(Page text)
Photographer turns tables to celebrate mums’ beautiful bodies

A truly inspiring book is letting mothers regain control, says Claire O’Sullivan.

Photographer turns tables to celebrate mums’ beautiful bodies

HAS the fightback against impossibly beautiful, photoshopped images of size-zero woman begun in earnest?

Just weeks after the ‘no make-up selfie’ craze convulsed social media and divided the sisterhood on whether make-up was a feminist statement, women brandishing the scars of childbearing are now getting their five minutes of fame.

For the past decade, magazines and newspapers have subjected us to an onslaught of images of new mums such as Victoria Beckham, Liz Hurley, or Myleene Klass looking pre-pubescent yet with a plump six- or eight-week old baby propped on their protruding hipbones.

The result of this? Something else for women to beat themselves up about. But now it seems real mums want to wrest back control.

A Beautiful Baby Project is the brainchild of US photographer and mum, Jade Beall. It started off when Beall posted black and white photographs online of herself semi-nude. Thousands of mums ‘liked’, retweeted, and shared the images while hundreds more went to the bother of writing to her to ask if she’d take similar portraits of them.

The end result is A Beautiful Body, a book to be published later this year which shows up to 100 mothers with jelly bellies, caesarean scars, boobs floppy from breastfeeding, and stomachs lined with silver stretchmarks. It also tells their stories, how they feel about their bodies after giving birth.
(End Page text)
### Directions for this task
Write out, word for word, the part of the article on photographing mothers' bodies starting at "HAS the fightback" and ending at "minutes of fame.".
(Material provided)
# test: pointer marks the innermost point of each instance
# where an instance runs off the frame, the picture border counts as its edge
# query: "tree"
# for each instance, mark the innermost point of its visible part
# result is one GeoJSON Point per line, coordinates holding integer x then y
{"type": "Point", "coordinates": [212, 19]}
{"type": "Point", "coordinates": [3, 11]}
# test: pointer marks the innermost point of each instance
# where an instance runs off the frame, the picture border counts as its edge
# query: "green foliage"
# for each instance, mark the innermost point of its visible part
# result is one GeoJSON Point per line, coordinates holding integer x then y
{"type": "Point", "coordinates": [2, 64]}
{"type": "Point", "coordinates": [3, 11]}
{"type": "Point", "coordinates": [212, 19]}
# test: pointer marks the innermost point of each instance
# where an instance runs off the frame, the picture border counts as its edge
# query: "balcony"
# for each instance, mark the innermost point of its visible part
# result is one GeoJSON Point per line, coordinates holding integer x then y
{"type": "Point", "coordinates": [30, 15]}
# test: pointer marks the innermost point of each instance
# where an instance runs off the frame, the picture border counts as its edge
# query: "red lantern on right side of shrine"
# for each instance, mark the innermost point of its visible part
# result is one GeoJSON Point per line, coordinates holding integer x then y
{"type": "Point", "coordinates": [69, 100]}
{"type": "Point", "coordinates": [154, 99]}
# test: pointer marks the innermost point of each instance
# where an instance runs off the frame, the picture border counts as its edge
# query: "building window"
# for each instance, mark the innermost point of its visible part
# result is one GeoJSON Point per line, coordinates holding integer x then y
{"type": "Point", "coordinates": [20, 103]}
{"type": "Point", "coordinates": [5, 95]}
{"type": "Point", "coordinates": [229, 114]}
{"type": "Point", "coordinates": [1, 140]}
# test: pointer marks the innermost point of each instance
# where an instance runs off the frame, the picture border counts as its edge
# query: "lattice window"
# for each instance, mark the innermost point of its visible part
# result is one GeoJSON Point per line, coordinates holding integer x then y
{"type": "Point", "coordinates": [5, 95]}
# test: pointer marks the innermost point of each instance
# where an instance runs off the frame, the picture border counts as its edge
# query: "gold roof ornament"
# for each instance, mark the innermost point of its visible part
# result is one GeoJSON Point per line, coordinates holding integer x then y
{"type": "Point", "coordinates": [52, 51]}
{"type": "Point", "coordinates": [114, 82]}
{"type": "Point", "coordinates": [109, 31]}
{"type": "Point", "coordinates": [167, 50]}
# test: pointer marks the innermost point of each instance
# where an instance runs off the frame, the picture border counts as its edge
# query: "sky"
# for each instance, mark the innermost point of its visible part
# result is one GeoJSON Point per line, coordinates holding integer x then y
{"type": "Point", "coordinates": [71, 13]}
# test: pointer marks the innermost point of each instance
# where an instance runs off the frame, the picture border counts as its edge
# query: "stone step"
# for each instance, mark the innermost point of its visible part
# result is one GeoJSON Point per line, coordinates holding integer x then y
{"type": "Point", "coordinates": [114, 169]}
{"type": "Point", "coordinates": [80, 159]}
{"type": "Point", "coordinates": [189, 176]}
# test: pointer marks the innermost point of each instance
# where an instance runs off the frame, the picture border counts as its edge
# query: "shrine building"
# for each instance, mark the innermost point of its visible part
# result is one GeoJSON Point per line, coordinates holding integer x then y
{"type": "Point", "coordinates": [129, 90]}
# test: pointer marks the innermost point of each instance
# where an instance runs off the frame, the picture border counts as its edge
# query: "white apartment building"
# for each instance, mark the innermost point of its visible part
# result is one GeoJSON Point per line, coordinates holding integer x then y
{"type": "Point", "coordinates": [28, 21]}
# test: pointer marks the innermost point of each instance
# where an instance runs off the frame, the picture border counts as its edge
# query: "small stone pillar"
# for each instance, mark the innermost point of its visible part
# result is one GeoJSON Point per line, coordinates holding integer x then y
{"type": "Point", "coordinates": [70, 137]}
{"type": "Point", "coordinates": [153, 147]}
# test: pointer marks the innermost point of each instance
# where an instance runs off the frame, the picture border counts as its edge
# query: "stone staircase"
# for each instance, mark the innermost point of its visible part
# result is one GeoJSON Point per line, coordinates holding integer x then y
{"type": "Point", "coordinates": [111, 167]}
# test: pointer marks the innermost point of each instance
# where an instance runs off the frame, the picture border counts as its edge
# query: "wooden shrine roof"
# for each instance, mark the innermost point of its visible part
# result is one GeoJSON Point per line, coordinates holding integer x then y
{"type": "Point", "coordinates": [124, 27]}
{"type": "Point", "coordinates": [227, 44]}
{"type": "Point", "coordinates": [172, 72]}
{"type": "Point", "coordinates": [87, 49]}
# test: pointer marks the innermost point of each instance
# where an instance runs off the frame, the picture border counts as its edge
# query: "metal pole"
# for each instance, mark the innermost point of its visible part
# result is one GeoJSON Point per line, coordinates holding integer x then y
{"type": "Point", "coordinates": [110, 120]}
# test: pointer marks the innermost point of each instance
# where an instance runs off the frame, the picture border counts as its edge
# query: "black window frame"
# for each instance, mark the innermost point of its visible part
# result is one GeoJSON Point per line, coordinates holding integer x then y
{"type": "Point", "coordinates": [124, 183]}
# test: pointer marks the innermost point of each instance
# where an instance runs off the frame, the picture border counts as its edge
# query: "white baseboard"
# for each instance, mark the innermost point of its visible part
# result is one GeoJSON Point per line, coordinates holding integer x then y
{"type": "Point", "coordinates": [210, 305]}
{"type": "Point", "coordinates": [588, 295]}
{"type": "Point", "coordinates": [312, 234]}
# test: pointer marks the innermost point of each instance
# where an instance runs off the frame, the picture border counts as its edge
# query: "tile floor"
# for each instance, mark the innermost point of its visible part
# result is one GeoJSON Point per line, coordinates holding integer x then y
(End Material provided)
### Reply to the task
HAS the fightback against impossibly beautiful, photoshopped images of size-zero woman begun in earnest?

Just weeks after the ‘no make-up selfie’ craze convulsed social media and divided the sisterhood on whether make-up was a feminist statement, women brandishing the scars of childbearing are now getting their five minutes of fame.